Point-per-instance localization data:
════

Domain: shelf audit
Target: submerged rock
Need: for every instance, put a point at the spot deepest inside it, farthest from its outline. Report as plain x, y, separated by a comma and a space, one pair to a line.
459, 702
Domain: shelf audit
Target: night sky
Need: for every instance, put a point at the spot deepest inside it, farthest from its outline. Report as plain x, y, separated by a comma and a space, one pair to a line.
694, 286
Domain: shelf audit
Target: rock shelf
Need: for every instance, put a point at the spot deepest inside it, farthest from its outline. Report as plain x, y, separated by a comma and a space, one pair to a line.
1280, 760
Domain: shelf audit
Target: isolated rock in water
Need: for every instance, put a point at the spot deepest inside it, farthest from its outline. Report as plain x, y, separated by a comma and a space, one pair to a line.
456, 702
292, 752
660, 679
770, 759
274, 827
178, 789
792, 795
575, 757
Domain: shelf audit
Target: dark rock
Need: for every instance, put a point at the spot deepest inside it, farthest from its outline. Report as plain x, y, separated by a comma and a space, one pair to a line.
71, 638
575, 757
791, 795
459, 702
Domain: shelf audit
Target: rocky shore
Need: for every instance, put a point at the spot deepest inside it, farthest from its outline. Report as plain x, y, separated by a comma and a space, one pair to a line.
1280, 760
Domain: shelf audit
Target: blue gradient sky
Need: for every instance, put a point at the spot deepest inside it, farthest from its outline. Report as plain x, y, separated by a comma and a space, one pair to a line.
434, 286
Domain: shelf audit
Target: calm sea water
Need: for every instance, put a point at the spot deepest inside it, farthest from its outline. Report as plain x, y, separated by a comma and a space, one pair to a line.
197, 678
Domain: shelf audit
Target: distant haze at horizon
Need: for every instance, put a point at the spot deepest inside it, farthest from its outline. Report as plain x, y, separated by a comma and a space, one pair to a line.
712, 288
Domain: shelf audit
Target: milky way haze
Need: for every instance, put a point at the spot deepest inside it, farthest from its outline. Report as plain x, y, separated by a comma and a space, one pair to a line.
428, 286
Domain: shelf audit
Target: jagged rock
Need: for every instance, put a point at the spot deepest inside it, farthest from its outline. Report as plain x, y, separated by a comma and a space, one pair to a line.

════

-- YOUR INSTRUCTIONS --
When you reach the line that contains "Target: isolated rock in water", stop; output it and every line before it from the start of the data, exactly as written.

-- TASK RESPONSE --
Domain: shelf audit
Target: submerged rock
Need: for every instance, put a point at the spot deepest inside it, farthest from its outline. Report as plain x, y, separated by a comma and a space, one pair to a line.
459, 702
Domain: shelf audit
Target: night sky
Need: for every instance, put a point at the spot deepest inside it, farthest from its outline. Report as plain x, y, separated by a comma and a space, one pair to a line.
694, 286
Domain: shelf audit
Target: rock shelf
Need: for every instance, put a point at the spot deepest inside it, farthest from its outline. Report as plain x, y, separated by a comma and a space, one pair to a line.
1280, 760
Domain: shelf audit
Target: isolated rock in water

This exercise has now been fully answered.